[Object location annotation data]
· · · ·

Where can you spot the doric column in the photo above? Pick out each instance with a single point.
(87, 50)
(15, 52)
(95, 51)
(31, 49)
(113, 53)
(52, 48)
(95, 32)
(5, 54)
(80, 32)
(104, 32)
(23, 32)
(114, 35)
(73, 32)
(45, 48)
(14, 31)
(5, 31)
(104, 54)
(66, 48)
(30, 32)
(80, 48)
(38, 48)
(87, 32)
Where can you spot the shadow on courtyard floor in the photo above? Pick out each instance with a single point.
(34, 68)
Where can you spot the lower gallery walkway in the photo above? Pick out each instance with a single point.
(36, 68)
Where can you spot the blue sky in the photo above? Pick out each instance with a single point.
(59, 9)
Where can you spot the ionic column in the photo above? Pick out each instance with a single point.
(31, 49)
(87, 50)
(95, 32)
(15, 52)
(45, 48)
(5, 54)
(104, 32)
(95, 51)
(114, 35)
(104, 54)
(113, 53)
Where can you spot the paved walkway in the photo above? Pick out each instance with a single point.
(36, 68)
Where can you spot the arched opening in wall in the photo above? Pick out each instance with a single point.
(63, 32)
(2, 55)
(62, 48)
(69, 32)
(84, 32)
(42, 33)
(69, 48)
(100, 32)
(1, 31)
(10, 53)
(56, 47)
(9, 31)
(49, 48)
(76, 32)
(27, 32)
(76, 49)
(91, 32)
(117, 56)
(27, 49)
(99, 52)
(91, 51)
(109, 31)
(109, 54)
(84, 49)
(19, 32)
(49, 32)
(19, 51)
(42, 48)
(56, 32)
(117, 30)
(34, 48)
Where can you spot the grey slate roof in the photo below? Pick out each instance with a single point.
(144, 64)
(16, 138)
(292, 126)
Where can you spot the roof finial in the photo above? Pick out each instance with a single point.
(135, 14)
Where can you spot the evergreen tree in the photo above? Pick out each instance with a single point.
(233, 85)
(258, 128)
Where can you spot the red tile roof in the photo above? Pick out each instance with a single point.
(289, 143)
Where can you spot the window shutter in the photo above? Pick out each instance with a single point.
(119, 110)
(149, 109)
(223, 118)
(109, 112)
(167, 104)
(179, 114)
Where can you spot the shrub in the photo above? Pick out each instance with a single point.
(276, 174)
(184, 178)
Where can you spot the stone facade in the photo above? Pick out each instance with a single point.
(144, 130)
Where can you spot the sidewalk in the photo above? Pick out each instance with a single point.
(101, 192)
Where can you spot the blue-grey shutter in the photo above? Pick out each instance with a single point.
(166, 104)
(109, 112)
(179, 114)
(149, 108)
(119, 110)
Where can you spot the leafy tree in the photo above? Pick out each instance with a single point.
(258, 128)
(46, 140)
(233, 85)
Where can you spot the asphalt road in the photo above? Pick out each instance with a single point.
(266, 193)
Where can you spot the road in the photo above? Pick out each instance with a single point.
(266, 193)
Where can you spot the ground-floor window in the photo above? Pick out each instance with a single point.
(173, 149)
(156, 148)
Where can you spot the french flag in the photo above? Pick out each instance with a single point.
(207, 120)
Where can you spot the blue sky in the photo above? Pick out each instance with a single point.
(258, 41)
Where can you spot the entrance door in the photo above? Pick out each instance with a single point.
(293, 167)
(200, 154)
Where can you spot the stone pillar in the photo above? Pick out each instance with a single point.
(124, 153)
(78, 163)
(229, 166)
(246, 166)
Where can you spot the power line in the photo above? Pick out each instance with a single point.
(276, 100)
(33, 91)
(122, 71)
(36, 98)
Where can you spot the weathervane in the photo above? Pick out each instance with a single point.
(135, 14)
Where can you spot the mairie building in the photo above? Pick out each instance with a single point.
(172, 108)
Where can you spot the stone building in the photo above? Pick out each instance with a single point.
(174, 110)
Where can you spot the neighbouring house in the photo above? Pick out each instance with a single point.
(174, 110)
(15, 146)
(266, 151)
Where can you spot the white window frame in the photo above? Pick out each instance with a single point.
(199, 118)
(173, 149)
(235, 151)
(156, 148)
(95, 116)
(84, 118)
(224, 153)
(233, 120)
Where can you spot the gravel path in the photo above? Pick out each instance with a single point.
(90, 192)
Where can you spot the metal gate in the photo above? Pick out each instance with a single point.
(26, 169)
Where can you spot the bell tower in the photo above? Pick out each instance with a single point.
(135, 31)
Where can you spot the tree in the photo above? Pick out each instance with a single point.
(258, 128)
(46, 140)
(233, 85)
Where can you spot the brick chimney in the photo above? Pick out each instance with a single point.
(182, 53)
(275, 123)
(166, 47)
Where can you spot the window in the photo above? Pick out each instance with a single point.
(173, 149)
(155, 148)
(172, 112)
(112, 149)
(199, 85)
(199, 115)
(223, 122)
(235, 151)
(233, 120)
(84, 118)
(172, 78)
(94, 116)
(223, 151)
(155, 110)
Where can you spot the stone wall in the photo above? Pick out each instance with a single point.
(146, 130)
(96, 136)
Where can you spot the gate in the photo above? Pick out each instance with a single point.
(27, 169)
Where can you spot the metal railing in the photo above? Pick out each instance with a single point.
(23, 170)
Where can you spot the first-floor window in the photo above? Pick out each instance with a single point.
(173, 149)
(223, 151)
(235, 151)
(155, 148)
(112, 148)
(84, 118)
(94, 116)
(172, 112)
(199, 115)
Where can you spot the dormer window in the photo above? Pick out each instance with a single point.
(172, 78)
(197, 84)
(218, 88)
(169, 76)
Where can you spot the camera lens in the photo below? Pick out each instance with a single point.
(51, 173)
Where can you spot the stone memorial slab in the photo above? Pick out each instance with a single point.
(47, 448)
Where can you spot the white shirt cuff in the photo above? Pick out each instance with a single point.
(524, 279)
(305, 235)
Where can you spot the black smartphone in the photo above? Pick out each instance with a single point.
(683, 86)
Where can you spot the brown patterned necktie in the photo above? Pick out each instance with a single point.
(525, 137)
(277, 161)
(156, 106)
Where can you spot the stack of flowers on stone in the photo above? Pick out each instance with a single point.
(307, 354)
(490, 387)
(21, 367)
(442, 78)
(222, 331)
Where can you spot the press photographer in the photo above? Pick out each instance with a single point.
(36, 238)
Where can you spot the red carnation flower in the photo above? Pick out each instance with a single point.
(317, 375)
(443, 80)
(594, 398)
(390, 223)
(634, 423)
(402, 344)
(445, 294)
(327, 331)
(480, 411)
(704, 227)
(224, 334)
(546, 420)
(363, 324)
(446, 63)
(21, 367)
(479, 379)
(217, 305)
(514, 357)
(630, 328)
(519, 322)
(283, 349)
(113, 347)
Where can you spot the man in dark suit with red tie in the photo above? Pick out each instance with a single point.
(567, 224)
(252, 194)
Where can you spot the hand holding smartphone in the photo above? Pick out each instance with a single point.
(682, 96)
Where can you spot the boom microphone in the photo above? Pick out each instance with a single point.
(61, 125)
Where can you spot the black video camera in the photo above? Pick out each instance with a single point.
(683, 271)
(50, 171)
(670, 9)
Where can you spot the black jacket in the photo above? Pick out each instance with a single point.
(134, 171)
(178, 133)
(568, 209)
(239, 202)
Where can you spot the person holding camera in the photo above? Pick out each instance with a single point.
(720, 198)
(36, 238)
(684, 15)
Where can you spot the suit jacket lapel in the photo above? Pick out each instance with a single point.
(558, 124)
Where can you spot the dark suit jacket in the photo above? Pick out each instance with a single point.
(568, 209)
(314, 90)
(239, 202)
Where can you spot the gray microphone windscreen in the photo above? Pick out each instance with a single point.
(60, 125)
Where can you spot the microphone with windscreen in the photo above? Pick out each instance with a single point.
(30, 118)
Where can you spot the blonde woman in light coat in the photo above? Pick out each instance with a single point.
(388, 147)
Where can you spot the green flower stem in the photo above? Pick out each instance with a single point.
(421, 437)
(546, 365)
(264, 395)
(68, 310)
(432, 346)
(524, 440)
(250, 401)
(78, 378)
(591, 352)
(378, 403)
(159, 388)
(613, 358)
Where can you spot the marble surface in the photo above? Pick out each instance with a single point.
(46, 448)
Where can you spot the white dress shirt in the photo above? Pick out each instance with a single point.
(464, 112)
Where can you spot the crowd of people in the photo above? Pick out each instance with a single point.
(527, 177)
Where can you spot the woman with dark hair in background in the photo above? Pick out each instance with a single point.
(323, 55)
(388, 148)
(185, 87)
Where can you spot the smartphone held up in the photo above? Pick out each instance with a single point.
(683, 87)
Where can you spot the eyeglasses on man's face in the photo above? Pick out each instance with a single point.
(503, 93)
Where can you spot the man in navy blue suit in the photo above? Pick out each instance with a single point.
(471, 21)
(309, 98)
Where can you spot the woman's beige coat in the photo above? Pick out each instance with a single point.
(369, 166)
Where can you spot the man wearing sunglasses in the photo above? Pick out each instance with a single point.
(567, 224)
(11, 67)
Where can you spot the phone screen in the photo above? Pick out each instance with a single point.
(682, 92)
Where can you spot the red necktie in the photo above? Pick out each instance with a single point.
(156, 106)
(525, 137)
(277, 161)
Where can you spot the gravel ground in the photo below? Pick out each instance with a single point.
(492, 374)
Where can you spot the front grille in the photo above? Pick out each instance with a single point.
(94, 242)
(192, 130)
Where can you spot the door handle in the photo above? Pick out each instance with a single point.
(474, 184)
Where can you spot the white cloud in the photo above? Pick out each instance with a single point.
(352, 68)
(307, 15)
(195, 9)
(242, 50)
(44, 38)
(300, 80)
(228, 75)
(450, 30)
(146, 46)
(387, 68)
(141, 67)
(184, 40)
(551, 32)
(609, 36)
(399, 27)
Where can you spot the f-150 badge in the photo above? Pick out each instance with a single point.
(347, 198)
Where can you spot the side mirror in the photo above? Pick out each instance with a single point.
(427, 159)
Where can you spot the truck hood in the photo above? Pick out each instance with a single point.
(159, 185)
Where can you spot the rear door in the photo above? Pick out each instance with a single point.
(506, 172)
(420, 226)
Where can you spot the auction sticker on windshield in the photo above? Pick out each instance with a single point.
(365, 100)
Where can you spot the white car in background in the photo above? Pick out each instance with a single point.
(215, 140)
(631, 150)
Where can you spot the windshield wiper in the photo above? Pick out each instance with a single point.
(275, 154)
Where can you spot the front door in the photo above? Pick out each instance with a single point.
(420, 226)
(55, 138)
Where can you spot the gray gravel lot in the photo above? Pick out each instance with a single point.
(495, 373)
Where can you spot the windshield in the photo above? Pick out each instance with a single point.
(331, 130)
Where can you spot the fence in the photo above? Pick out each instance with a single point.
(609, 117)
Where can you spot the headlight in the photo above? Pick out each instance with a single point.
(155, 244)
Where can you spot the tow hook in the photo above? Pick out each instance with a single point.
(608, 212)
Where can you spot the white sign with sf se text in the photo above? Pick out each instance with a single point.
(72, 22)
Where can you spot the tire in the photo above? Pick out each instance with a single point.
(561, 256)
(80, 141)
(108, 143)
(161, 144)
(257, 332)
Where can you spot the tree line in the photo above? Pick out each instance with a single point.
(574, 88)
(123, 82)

· · · ·

Produce an exact repeat of the lines from the one containing "Where can you spot the gray gravel" through the last line of the data, and nothing more.

### [Final answer]
Where can you spot the gray gravel lot in the photo above? Pick out each instance with a single point.
(495, 373)
Where can you spot the windshield in the photo above? Pick out each instance with a single point.
(331, 130)
Where can you spot the fence in the photo above? Pick out each instance with a single point.
(609, 117)
Where can you spot the headlight in the photo above? Pick out each instance with a single point.
(155, 244)
Where can you spot the tow hook in the photo above? Pick out each instance with a single point.
(608, 212)
Where can you spot the white sign with sf se text in the photo above? Pick out each instance with a single point.
(72, 22)
Where can you spot the tire in the photo above? Pick out each instance with a single point.
(561, 256)
(80, 141)
(108, 143)
(161, 144)
(257, 332)
Where can you spot the tree line in the photo above? Pick out each instance with a single point.
(574, 88)
(123, 82)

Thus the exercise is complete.